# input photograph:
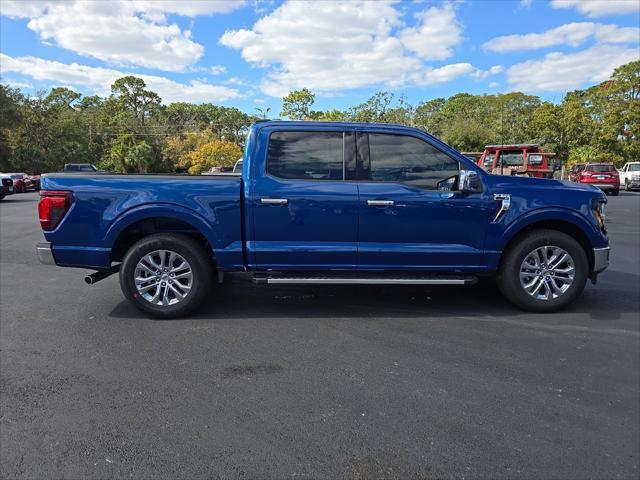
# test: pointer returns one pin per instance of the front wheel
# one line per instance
(543, 271)
(166, 275)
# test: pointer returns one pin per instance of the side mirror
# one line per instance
(469, 181)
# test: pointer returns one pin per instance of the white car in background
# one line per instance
(630, 175)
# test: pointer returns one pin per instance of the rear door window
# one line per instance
(306, 155)
(408, 160)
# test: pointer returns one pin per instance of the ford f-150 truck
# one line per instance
(323, 203)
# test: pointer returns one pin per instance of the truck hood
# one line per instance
(514, 182)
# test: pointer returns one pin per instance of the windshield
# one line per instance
(512, 157)
(600, 168)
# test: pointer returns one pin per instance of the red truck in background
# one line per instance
(523, 159)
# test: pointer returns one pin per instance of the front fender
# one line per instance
(501, 234)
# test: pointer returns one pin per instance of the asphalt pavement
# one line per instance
(316, 382)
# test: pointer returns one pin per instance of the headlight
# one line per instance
(597, 207)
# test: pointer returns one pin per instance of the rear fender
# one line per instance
(228, 255)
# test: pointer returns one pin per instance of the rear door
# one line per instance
(304, 201)
(412, 215)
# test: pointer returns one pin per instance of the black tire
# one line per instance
(199, 261)
(508, 278)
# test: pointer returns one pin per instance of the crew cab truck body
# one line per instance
(324, 202)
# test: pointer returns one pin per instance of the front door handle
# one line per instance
(380, 203)
(274, 201)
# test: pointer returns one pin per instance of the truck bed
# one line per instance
(106, 206)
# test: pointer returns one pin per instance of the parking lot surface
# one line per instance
(307, 382)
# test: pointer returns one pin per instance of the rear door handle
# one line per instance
(274, 201)
(380, 203)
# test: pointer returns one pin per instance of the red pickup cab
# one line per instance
(601, 175)
(524, 159)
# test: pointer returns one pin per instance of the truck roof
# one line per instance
(306, 123)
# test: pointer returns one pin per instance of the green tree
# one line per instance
(297, 105)
(139, 157)
(131, 93)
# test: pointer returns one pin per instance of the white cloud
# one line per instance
(433, 76)
(572, 34)
(344, 45)
(439, 31)
(599, 8)
(217, 69)
(119, 32)
(99, 80)
(558, 71)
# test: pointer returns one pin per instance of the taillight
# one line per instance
(53, 206)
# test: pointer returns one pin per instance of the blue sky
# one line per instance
(248, 54)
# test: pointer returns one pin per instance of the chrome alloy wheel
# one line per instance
(163, 277)
(547, 272)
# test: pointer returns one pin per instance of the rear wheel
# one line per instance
(166, 275)
(543, 271)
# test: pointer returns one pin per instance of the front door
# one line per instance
(412, 216)
(305, 202)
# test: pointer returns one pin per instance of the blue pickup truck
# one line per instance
(328, 203)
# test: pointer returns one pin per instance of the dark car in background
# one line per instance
(6, 185)
(601, 175)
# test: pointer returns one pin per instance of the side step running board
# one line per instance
(395, 280)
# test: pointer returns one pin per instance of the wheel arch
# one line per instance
(571, 228)
(141, 222)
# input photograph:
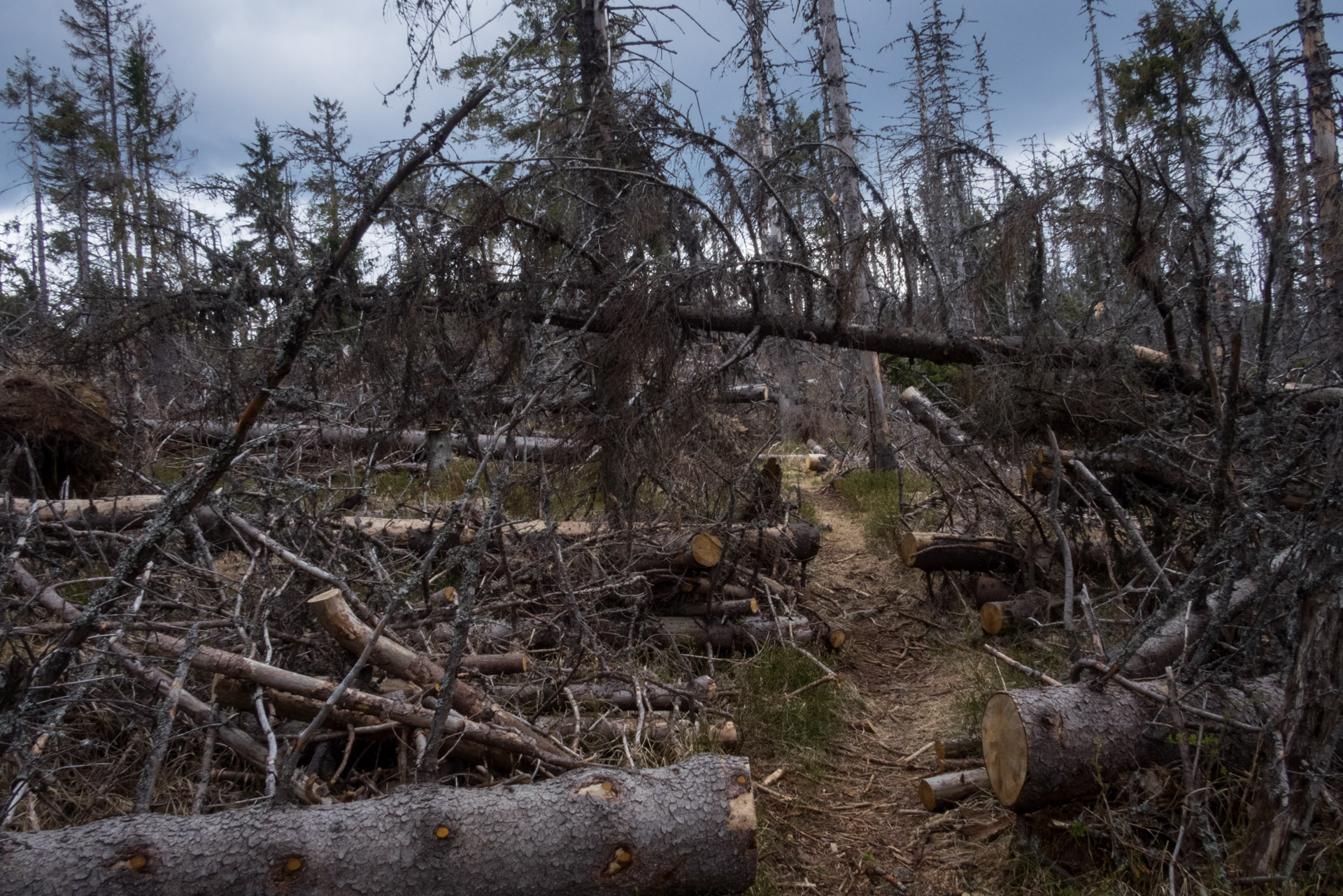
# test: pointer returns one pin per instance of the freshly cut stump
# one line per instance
(683, 829)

WORK INSTRUCTION:
Nothing but the lines from the one with "# test: pointer returns one pin per instance of the freshly" through the end of the data above should be repeated, each exactly as it stands.

EXERCISE RESPONSE:
# test: pointer returns one pin per instance of the freshly cut stump
# one line per instance
(683, 829)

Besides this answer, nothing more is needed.